> Entries shown
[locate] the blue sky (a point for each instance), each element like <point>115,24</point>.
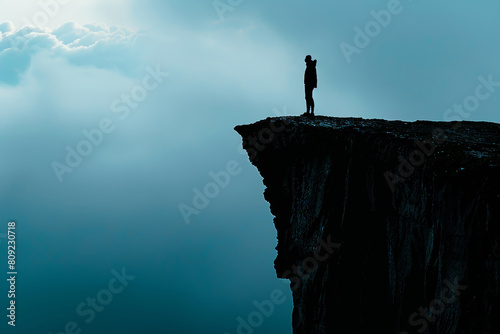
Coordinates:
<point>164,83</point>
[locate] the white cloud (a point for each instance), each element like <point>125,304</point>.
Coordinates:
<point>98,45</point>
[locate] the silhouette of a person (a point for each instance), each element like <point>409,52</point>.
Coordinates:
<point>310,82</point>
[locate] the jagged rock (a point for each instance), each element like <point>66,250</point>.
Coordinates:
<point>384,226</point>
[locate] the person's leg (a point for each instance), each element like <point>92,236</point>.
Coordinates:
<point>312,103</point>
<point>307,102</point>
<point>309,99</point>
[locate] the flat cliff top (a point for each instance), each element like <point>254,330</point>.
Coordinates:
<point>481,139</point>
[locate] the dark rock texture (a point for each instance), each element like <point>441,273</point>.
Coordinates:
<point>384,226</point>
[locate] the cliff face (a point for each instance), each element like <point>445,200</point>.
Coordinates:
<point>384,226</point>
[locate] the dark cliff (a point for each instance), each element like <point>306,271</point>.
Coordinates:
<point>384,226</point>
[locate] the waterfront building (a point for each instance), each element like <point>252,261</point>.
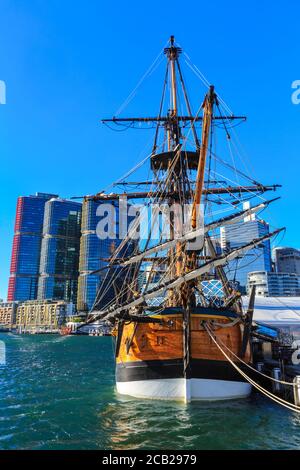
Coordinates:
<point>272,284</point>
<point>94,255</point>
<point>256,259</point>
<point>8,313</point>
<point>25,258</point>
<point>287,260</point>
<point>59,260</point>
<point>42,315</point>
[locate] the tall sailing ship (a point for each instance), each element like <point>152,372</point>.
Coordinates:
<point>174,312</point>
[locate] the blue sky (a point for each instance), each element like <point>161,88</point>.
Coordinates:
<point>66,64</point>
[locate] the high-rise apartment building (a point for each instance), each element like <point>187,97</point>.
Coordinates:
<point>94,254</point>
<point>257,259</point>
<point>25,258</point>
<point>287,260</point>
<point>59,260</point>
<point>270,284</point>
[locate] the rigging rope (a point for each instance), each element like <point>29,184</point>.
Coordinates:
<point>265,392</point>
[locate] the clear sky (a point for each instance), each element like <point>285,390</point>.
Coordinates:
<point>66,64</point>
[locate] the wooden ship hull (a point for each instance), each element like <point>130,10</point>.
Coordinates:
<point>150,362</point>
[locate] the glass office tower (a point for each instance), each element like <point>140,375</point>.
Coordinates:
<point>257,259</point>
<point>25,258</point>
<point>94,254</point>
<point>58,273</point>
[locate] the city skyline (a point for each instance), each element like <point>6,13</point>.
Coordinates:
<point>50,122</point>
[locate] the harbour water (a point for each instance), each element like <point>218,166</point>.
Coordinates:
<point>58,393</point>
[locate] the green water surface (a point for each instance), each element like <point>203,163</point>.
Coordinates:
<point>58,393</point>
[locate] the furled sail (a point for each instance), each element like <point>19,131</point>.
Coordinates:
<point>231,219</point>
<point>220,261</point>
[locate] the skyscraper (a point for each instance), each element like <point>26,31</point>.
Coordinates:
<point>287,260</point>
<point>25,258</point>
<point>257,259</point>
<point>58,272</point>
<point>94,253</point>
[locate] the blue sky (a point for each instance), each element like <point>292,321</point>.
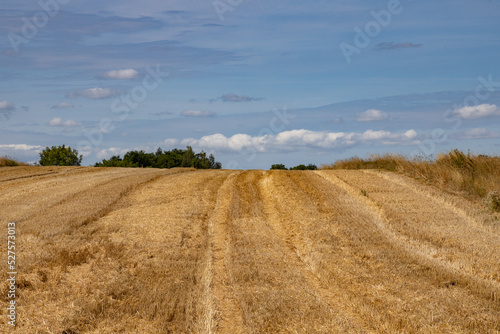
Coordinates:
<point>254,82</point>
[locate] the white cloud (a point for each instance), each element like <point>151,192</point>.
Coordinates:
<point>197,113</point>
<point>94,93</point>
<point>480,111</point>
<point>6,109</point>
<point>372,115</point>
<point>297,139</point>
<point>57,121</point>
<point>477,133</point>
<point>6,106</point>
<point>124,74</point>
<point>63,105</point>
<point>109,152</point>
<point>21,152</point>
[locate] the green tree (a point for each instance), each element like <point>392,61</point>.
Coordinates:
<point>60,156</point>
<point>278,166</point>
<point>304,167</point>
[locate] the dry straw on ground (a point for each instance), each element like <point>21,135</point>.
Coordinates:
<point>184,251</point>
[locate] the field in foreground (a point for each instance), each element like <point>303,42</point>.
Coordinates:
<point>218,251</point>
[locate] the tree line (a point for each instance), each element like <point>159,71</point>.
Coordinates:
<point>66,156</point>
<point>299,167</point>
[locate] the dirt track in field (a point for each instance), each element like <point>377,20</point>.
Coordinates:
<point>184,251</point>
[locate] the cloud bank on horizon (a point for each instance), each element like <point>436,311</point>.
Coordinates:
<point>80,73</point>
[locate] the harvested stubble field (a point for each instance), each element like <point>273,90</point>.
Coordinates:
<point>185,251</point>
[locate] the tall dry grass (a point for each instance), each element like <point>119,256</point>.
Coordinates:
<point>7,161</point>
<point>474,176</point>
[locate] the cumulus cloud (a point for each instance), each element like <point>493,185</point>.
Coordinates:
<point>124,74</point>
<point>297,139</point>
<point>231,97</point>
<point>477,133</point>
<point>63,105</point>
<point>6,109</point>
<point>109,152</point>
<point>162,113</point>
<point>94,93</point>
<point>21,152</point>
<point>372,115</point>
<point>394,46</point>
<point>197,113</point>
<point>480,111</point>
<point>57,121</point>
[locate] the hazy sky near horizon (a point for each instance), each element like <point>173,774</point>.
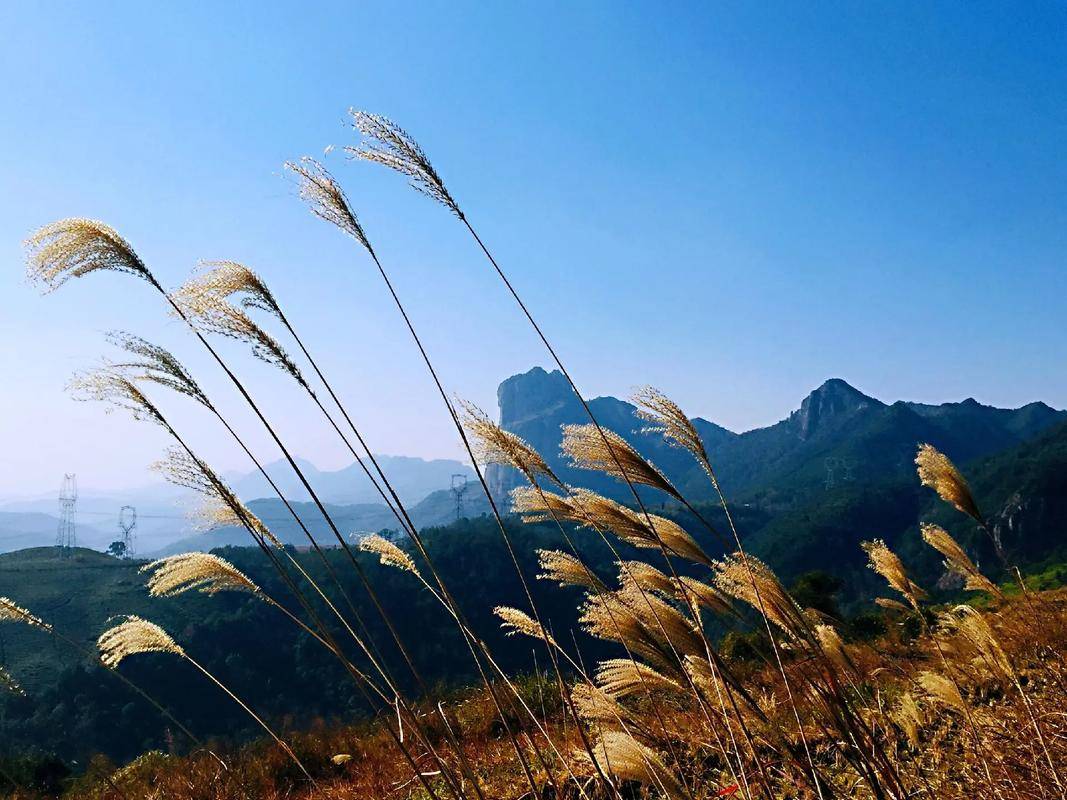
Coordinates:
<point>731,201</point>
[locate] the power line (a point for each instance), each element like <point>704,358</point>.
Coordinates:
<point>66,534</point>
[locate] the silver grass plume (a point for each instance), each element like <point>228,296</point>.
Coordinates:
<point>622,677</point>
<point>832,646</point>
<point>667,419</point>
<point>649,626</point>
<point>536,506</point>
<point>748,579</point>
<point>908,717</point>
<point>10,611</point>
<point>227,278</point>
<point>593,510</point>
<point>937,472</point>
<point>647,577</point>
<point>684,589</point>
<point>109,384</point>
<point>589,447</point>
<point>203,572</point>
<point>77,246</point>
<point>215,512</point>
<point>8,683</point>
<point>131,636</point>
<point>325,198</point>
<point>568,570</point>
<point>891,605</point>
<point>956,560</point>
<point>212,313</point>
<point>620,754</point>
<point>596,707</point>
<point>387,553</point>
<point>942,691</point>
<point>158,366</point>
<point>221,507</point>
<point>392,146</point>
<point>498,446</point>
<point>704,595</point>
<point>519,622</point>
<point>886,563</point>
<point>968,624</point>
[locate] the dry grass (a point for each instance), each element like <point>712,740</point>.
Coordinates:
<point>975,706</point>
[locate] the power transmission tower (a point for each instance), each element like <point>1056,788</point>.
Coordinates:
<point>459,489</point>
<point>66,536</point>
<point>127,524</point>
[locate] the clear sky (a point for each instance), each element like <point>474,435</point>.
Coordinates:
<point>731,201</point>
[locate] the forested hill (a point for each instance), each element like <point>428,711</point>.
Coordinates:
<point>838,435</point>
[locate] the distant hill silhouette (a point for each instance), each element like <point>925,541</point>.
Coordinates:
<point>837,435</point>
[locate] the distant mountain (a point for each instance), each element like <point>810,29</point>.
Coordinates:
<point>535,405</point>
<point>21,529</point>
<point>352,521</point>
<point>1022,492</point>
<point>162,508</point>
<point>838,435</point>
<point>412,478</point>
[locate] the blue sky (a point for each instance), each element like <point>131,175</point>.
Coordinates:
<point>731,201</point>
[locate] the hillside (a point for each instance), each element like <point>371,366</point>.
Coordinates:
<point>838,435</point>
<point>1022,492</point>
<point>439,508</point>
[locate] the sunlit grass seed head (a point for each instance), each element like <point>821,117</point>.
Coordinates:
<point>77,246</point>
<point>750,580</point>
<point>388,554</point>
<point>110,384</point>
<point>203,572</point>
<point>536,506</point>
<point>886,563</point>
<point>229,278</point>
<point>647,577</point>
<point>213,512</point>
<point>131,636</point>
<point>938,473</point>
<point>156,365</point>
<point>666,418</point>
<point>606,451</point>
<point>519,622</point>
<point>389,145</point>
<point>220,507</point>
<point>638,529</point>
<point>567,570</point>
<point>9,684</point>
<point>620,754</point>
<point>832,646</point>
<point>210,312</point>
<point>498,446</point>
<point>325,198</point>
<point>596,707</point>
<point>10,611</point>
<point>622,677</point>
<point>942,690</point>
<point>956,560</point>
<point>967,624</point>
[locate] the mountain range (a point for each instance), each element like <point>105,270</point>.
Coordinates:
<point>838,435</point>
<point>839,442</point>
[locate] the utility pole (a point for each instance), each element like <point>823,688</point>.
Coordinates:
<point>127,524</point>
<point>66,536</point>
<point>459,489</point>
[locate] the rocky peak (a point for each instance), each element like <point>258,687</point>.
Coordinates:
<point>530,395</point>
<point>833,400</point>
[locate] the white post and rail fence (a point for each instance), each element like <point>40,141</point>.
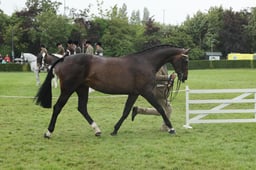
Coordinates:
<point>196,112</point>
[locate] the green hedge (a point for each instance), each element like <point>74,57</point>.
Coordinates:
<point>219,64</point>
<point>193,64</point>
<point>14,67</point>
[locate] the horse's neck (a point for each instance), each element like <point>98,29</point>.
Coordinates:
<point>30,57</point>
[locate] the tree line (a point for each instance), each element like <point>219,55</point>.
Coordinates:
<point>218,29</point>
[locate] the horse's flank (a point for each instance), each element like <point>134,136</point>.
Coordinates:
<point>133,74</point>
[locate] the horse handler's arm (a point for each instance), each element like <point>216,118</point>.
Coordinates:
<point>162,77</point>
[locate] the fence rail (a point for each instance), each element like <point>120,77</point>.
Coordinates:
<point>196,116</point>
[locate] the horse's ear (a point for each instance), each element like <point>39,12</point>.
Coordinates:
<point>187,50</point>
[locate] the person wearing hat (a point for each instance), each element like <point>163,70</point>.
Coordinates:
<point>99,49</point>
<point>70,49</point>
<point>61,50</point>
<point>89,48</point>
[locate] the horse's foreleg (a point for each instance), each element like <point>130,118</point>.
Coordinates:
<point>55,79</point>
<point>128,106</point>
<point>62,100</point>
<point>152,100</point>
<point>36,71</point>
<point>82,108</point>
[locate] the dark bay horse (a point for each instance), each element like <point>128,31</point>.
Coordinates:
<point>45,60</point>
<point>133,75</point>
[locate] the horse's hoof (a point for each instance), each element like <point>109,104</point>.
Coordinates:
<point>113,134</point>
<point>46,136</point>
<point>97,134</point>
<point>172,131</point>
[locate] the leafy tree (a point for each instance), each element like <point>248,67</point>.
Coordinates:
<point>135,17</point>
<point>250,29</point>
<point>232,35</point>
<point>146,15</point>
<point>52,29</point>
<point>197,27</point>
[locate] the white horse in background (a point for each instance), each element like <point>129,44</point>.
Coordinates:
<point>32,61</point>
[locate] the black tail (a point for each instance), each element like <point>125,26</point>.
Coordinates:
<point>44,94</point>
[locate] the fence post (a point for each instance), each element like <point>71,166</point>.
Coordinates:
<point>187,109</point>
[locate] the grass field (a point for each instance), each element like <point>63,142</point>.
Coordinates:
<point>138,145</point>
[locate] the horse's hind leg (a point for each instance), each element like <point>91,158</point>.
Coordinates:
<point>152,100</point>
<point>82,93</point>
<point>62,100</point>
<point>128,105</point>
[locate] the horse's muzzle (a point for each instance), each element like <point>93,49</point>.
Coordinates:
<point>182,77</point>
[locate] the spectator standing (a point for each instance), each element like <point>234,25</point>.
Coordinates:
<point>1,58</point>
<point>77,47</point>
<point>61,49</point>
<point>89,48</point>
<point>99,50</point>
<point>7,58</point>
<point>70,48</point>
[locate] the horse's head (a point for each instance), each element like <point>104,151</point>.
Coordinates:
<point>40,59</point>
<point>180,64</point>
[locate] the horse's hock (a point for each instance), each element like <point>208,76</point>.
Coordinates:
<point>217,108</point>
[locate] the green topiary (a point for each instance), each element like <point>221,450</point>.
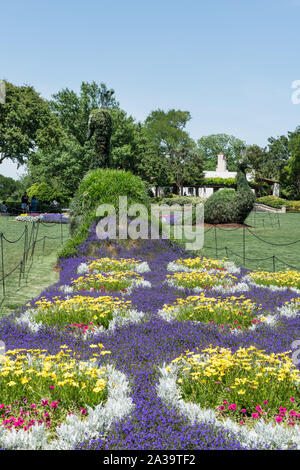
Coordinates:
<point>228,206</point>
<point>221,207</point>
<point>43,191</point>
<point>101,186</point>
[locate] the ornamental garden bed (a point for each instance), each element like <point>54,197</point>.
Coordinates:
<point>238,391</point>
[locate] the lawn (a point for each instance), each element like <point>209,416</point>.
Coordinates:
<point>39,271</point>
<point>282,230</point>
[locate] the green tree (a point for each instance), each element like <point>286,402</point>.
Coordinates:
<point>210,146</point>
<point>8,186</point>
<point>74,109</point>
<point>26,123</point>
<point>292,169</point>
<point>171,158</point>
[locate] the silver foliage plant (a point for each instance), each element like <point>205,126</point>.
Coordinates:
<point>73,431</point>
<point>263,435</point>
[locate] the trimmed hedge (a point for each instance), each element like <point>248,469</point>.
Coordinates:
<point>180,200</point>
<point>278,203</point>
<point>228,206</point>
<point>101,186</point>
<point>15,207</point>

> Exercise instructions
Counting every line of the records above that has the word "rail", state the total and give nothing besides it.

> Completed exercise
2